**INSTRUCTION:** Take the entries below and reproduce them word for word.

**STORED RECORDS:**
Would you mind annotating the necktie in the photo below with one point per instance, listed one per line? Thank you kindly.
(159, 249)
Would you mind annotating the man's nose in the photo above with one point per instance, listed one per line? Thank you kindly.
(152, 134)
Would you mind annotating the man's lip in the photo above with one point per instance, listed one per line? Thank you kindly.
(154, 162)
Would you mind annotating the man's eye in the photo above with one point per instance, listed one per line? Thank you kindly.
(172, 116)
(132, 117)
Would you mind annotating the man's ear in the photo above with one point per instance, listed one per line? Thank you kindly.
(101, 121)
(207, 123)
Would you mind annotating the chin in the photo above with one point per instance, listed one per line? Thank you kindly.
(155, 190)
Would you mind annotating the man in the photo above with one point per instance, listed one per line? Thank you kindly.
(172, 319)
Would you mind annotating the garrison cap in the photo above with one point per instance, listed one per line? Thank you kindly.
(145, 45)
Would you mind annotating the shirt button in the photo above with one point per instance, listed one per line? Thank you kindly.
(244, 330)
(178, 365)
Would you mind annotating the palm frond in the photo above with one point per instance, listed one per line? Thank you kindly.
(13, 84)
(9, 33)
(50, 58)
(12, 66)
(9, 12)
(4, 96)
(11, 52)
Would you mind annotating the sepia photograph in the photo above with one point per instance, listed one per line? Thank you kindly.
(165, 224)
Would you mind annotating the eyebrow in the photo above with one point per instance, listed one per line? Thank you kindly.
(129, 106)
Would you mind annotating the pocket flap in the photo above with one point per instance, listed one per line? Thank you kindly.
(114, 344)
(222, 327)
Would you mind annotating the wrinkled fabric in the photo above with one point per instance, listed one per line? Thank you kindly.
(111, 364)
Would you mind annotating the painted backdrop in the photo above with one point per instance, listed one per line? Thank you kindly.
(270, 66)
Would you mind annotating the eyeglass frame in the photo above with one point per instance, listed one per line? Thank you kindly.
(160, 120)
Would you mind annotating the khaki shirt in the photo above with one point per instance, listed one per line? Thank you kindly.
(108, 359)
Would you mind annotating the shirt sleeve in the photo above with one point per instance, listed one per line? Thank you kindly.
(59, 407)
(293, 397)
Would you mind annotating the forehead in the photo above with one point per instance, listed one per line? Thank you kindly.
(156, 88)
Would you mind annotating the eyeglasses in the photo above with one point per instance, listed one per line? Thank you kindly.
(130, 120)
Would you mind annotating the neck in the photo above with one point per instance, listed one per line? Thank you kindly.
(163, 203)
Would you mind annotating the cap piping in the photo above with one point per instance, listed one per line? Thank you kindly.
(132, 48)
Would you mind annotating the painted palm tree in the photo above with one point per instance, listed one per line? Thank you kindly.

**ANSWER TO THIS PROBLEM:**
Would you mind annotating the necktie in the photo below with one point per instance, listed one per line? Thank you kindly.
(159, 249)
Would you mind annotating the man's nose in the photo above with one point per instance, listed one per line? Thank you kindly.
(152, 134)
Would you mind annotating the man's lip in the photo above with one point per instance, listed one per line? Thank you kindly.
(154, 162)
Would you mind annotating the man's eye in the photo above with one point per instance, listed one per line? Thank you kindly.
(172, 116)
(132, 117)
Would you mind annotating the man's ear in the photo above with one point per instance, listed one per line? Thank you kindly.
(101, 121)
(207, 123)
Would you mind annotating the chin in the photo above with one point per instance, listed one per line? Thank you kindly.
(155, 190)
Would you mind annotating the man in the photo above with one point per instance, listed one per line? Thank you kindly.
(172, 319)
Would you mind annotating the garrison cap in the photo above with one point per instance, listed one per line? Thank you kindly.
(145, 45)
Would you mind annotating the shirt button in the photo above with one point per instance, listed one per line? Thank you kindly.
(244, 330)
(178, 365)
Would you mind annotating the palm frond in the photo above with one point per instance, listed one per line? Thank you kindly.
(13, 84)
(9, 33)
(50, 58)
(12, 66)
(9, 12)
(4, 96)
(11, 52)
Would you mind annotating the sepia photograph in the photo above with one point per instance, listed one per line? Thank you kindly.
(165, 224)
Would you mind annotating the eyebrow in the photo above with one point per instance, listed one per line? Thank you kindly.
(129, 106)
Would you mind annotating the pocket flap in the photo above with one point per instance, listed one per line? Thank you kindly.
(114, 344)
(222, 327)
Would you mind annotating the wrinkled fabric in the photo above with one point per instance, listed one per line? Thank you kindly.
(111, 364)
Would you mind annotating the painted backdrop in the photo above with one point per instance, listed one per line? Thank you kindly.
(270, 66)
Would you mind annotating the eyeglass frame in the photo above with one point per instance, listed one per line? Thank you kindly.
(160, 120)
Would you mind annotating the khaki shirt in the photo above with one point per instance, listed one per line? Thank you kindly.
(108, 359)
Would you mind annotating the shirt sleeve in the photo above with one point per instance, listed one per line? Thank you kindly.
(59, 407)
(293, 397)
Would you mind annotating the forehead in the photo above with one point per instance, listed one per line? Thank you kindly.
(156, 88)
Would you mind annotating the eyeglasses in the photo above with one point per instance, listed one per line? Thank you kindly.
(130, 120)
Would you mind annotating the neck in the photo above with one point per instance, listed one per line? Thank you kindly.
(163, 203)
Would you mind annotating the cap piping in the photo above with one point per instance, listed one per line? Thank you kindly.
(132, 48)
Would you mind annotating the painted palm tree in the photo above with one point per instance, listed one per line? Thank you kindly.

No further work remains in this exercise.